• [SOURCE EXTRACT]:
________________

The Syrian Commission of Inquiry documents sexual violence as a continuum which is used as an instrument of war, both against the bodies of women as well as men.[1] Traditionally sexual violence has been seen as an issue which affects only women. While women suffer disproportionately from sexual violence, emerging documentation and analysis shows that men too are victims of sexual violence. The use of sexual violence against men is often a hidden crime because of the additional shame and stigma attached to sexual violence suffered by men. The documentation of the Commission of Inquiry has visibilized this aspect of sexual violence against men, used during armed conflict in its first, third, fifth, seventh, tenth and latest Report.
The Commission does not separate out sexual violence against men from sexual violence against women but rather sees the violence as a part of a continuum, inflicted to exercise power and destroy the autonomy of those the regime considers rebels and subversives be they men or women.

________________

• [DATA PROVIDED]:

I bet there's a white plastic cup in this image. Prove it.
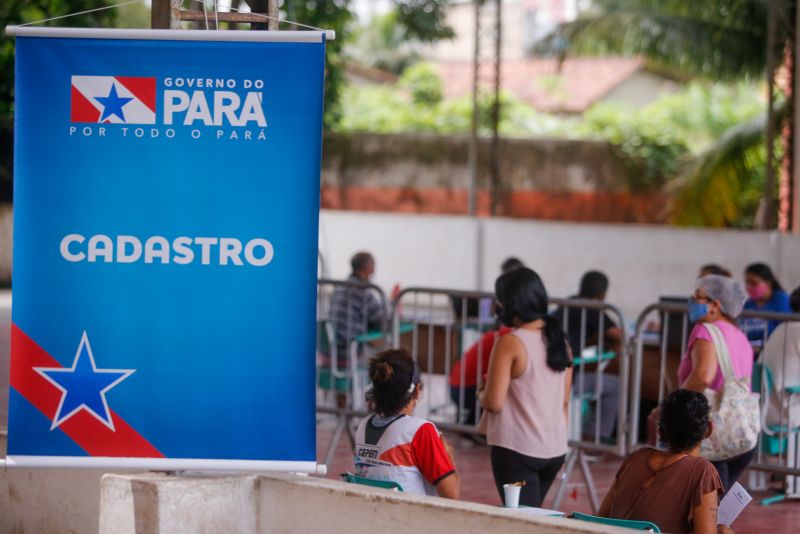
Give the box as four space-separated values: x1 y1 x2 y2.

________________

• [SET OF TASKS]:
(a) Reproduce the part of the Syrian Commission of Inquiry text that begins at the words "The Syrian Commission" and ends after "and latest Report.".
(b) Answer these questions from the Syrian Commission of Inquiry text:
(i) In which of its Reports has the Commission documented sexual violence against men?
(ii) What makes sexual violence against men often a hidden crime?
(iii) Does the Commission separate sexual violence against men from sexual violence against women, and how does it view the violence?

• [RESULTS FOR THE EXERCISE]:
(a)
The Syrian Commission of Inquiry documents sexual violence as a continuum which is used as an instrument of war, both against the bodies of women as well as men.[1] Traditionally sexual violence has been seen as an issue which affects only women. While women suffer disproportionately from sexual violence, emerging documentation and analysis shows that men too are victims of sexual violence. The use of sexual violence against men is often a hidden crime because of the additional shame and stigma attached to sexual violence suffered by men. The documentation of the Commission of Inquiry has visibilized this aspect of sexual violence against men, used during armed conflict in its first, third, fifth, seventh, tenth and latest Report.

(b)
(i) In its first, third, fifth, seventh, tenth and latest Report.
(ii) The additional shame and stigma attached to sexual violence suffered by men.
(iii) It does not separate them. It sees the violence as part of a continuum, inflicted to exercise power and destroy the autonomy of those the regime considers rebels and subversives, whether men or women.